Problem to solve
Set down exactly, with nothing added, the lines from the one containing "Expected behaviour: for each instance of the dry branch" through the end of the entries.

[Stored data entries]

-- -- --

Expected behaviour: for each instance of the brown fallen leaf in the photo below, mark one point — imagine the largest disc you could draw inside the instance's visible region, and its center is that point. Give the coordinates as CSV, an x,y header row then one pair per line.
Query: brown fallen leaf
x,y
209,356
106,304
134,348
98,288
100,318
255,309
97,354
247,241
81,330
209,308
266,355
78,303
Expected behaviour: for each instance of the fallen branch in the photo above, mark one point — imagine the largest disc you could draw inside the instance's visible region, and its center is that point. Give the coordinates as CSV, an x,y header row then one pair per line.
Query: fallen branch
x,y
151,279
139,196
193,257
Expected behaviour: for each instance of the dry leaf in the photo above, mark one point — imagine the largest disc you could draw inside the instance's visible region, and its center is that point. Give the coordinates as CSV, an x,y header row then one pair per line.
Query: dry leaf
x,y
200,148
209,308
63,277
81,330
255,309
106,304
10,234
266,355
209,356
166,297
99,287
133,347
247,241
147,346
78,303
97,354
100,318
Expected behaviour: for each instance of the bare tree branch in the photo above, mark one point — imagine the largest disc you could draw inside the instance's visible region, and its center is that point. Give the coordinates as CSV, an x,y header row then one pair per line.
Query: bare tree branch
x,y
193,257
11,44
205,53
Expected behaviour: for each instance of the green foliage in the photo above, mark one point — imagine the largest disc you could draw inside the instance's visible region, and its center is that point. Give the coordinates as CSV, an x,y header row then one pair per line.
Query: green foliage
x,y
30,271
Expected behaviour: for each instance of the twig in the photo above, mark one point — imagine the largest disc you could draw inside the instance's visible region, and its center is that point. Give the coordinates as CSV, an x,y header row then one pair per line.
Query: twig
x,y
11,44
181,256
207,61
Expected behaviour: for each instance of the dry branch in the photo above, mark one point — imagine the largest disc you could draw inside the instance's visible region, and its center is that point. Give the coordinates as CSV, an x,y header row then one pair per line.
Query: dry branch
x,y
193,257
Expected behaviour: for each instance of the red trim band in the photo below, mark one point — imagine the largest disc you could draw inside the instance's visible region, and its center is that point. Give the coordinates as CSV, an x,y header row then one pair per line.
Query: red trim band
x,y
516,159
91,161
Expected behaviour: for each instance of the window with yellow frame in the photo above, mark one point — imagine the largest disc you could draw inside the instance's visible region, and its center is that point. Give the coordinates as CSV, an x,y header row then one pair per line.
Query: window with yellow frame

-- -- --

Answer
Expected behaviour: for each instance of the dry branch in the photo above, mark one point — imagine the largest disc you could draw inside the instance's visible region, and its center is that point. Give the coordinates as CSV, an x,y header row then one pair per line.
Query: dry branch
x,y
193,257
Expected behaviour: for each instance of the red trim band in the photo below, mark one point — imagine the largest disc you could draw inside the instance's visible region, and its center is that point. Give the coordinates as CSV, an x,y header row then one pair per line.
Query: red trim band
x,y
516,159
91,161
Expected behaviour: for each instance of the window with yellow frame in the photo above, mark one point — imagine the largest disc you could draw inside the instance's visible region, and its center is that point. Give the coordinates as CSV, an x,y header row then one pair per line.
Query: window with yellow frame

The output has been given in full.